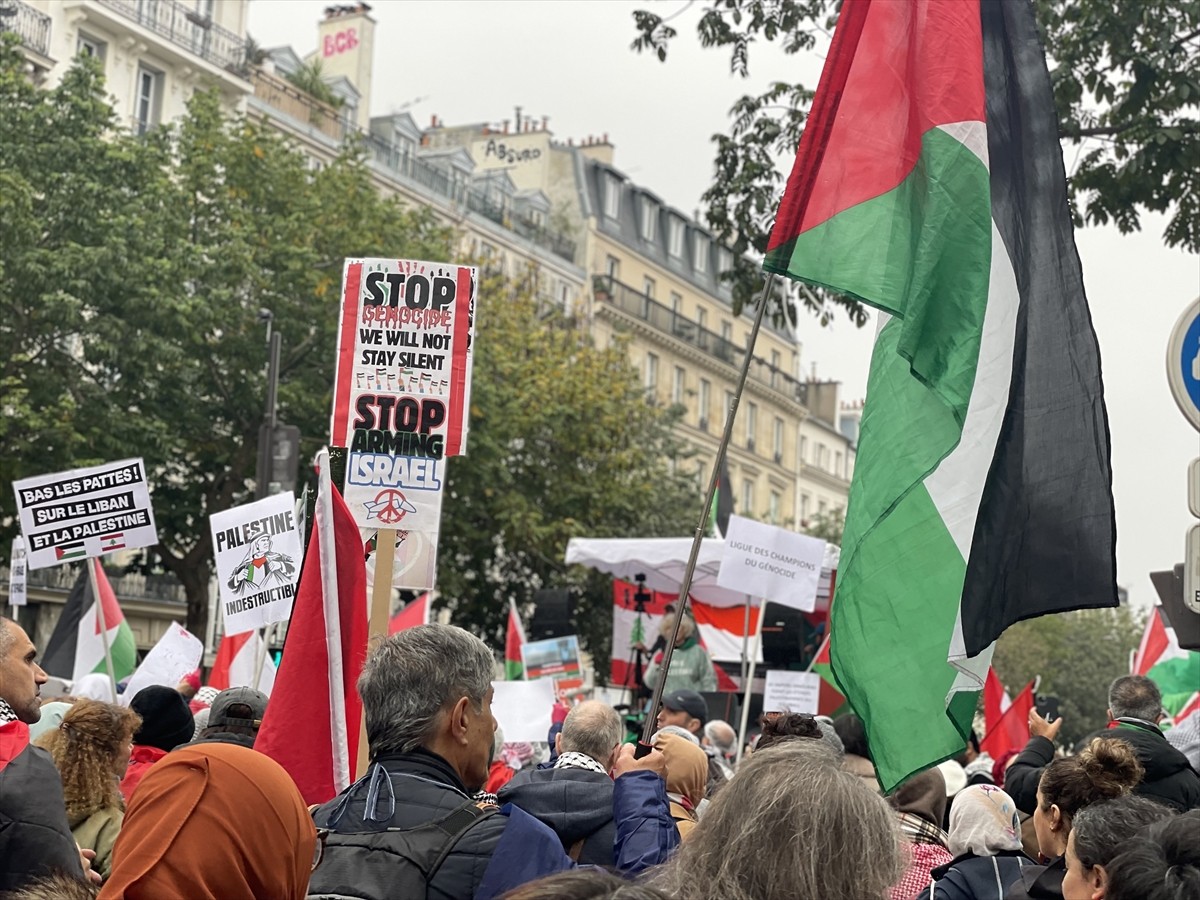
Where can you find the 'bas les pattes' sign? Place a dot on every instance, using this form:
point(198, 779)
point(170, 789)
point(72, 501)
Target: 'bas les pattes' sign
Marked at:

──────────────────────────────

Lay out the rows above as a numbered list, skipping blank lines and leaving out the pictures.

__Response__.
1. Where can you find the 'bas les pattes' sign? Place a dot on every instance, using this form:
2. point(198, 779)
3. point(170, 789)
4. point(72, 501)
5. Target: 'bas les pattes' sign
6. Marked at:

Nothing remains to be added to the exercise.